• [Work required]:
Put the lines below into a JSON list of strings, one string per line, with blank lines dropped. Leave the pictures out.

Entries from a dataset
————

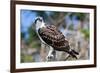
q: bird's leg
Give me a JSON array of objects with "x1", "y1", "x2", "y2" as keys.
[{"x1": 47, "y1": 46, "x2": 55, "y2": 61}]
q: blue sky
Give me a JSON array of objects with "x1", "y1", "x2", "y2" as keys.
[{"x1": 21, "y1": 10, "x2": 81, "y2": 39}]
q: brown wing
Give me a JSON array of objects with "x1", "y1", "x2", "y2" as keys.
[{"x1": 38, "y1": 25, "x2": 69, "y2": 50}]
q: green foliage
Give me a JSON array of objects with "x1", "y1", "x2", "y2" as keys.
[
  {"x1": 80, "y1": 29, "x2": 90, "y2": 39},
  {"x1": 68, "y1": 24, "x2": 74, "y2": 30},
  {"x1": 21, "y1": 54, "x2": 33, "y2": 63},
  {"x1": 70, "y1": 13, "x2": 86, "y2": 21}
]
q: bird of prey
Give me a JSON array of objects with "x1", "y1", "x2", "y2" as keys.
[{"x1": 34, "y1": 17, "x2": 79, "y2": 59}]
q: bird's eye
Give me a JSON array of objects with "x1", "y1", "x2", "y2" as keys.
[{"x1": 35, "y1": 17, "x2": 43, "y2": 23}]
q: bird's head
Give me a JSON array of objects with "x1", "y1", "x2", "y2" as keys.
[{"x1": 34, "y1": 16, "x2": 45, "y2": 30}]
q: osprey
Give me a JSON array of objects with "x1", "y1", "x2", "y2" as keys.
[{"x1": 35, "y1": 17, "x2": 79, "y2": 59}]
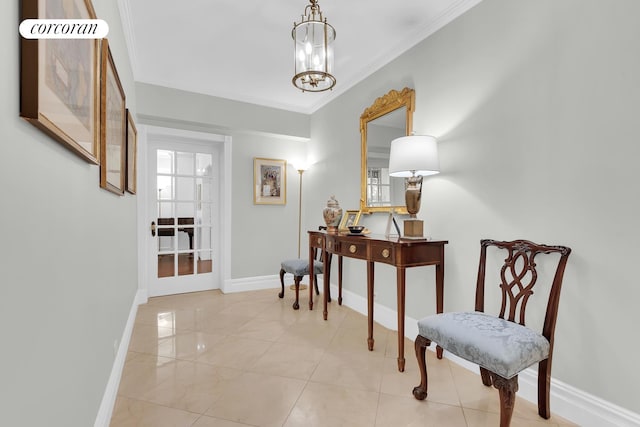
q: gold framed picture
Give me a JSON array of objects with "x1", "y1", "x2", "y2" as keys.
[
  {"x1": 253, "y1": 157, "x2": 287, "y2": 205},
  {"x1": 338, "y1": 210, "x2": 362, "y2": 231},
  {"x1": 20, "y1": 0, "x2": 100, "y2": 164},
  {"x1": 100, "y1": 39, "x2": 127, "y2": 195},
  {"x1": 126, "y1": 108, "x2": 138, "y2": 194}
]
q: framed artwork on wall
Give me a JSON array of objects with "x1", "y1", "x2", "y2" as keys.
[
  {"x1": 126, "y1": 108, "x2": 138, "y2": 194},
  {"x1": 253, "y1": 157, "x2": 287, "y2": 205},
  {"x1": 100, "y1": 39, "x2": 127, "y2": 195},
  {"x1": 20, "y1": 0, "x2": 100, "y2": 164}
]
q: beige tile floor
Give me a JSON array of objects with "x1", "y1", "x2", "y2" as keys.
[{"x1": 111, "y1": 290, "x2": 573, "y2": 427}]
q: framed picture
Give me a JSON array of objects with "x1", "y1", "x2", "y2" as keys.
[
  {"x1": 100, "y1": 39, "x2": 127, "y2": 195},
  {"x1": 253, "y1": 157, "x2": 287, "y2": 205},
  {"x1": 126, "y1": 108, "x2": 138, "y2": 194},
  {"x1": 338, "y1": 210, "x2": 360, "y2": 231},
  {"x1": 20, "y1": 0, "x2": 100, "y2": 164}
]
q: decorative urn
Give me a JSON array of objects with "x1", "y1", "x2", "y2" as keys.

————

• [Expected answer]:
[
  "q: bird's leg",
  "Give me a JSON array of objects with \"x1\", \"y1\", \"x2\", \"y2\" as keys.",
  "[{\"x1\": 47, \"y1\": 46, \"x2\": 55, \"y2\": 61}]",
  "q: blue sky",
  "Give me a JSON array of objects with \"x1\", \"y1\", \"x2\", \"y2\" as keys.",
  "[{\"x1\": 21, \"y1\": 10, \"x2\": 81, \"y2\": 39}]",
  "q: brown wing",
  "Give me a JSON array of objects with \"x1\", \"y1\", \"x2\", \"y2\" as keys.",
  "[{\"x1\": 38, \"y1\": 25, \"x2\": 69, \"y2\": 50}]",
  "q: green foliage",
  "Give me a JSON array of objects with \"x1\", \"y1\", \"x2\", \"y2\" as keys.",
  "[",
  "  {\"x1\": 80, \"y1\": 29, \"x2\": 90, \"y2\": 39},",
  "  {\"x1\": 68, \"y1\": 24, \"x2\": 74, \"y2\": 30},",
  "  {\"x1\": 21, \"y1\": 54, \"x2\": 33, \"y2\": 63},",
  "  {\"x1\": 70, \"y1\": 13, \"x2\": 86, \"y2\": 21}",
  "]",
  "q: bird of prey",
  "Give me a JSON array of objects with \"x1\", \"y1\", \"x2\", \"y2\" as keys.",
  "[{\"x1\": 34, \"y1\": 17, \"x2\": 79, \"y2\": 59}]",
  "q: bird's eye",
  "Give me a JSON array of objects with \"x1\", \"y1\", \"x2\", \"y2\" as keys.",
  "[{\"x1\": 35, \"y1\": 17, \"x2\": 43, \"y2\": 23}]",
  "q: bird's head",
  "Give me a JSON array of objects with \"x1\", \"y1\", \"x2\", \"y2\" as keys.",
  "[{\"x1\": 34, \"y1\": 16, \"x2\": 45, \"y2\": 30}]",
  "q: osprey",
  "Give me a JSON array of objects with \"x1\", \"y1\", \"x2\", \"y2\" as keys.",
  "[{\"x1\": 35, \"y1\": 17, \"x2\": 79, \"y2\": 59}]",
  "q: gold framed picture",
  "Give me a JSON array of objects with \"x1\", \"y1\", \"x2\", \"y2\" as keys.",
  "[",
  "  {\"x1\": 253, \"y1\": 157, \"x2\": 287, \"y2\": 205},",
  "  {\"x1\": 338, \"y1\": 210, \"x2\": 362, \"y2\": 231},",
  "  {\"x1\": 20, \"y1\": 0, \"x2\": 100, \"y2\": 164},",
  "  {\"x1\": 100, \"y1\": 39, \"x2\": 127, \"y2\": 195},",
  "  {\"x1\": 126, \"y1\": 108, \"x2\": 138, \"y2\": 194}",
  "]",
  "q: framed artwork on wall",
  "Give me a JSON array of objects with \"x1\", \"y1\", \"x2\", \"y2\" as keys.",
  "[",
  "  {\"x1\": 126, \"y1\": 108, \"x2\": 138, \"y2\": 194},",
  "  {\"x1\": 253, \"y1\": 157, \"x2\": 287, \"y2\": 205},",
  "  {\"x1\": 100, \"y1\": 39, \"x2\": 127, \"y2\": 195},",
  "  {\"x1\": 20, \"y1\": 0, \"x2\": 100, \"y2\": 164}",
  "]",
  "q: beige tile floor",
  "Give me a JSON array of objects with \"x1\", \"y1\", \"x2\", \"y2\" as keys.",
  "[{\"x1\": 111, \"y1\": 290, \"x2\": 573, \"y2\": 427}]",
  "q: framed picture",
  "Give me a JSON array of objects with \"x1\", \"y1\", \"x2\", \"y2\" as keys.",
  "[",
  "  {\"x1\": 100, \"y1\": 39, \"x2\": 127, \"y2\": 195},",
  "  {\"x1\": 253, \"y1\": 157, \"x2\": 287, \"y2\": 205},",
  "  {\"x1\": 126, \"y1\": 108, \"x2\": 138, \"y2\": 194},",
  "  {\"x1\": 338, \"y1\": 210, \"x2\": 360, \"y2\": 231},",
  "  {\"x1\": 20, \"y1\": 0, \"x2\": 100, \"y2\": 164}",
  "]",
  "q: decorative urn",
  "Give me a JSON array of objects with \"x1\", \"y1\", \"x2\", \"y2\" as keys."
]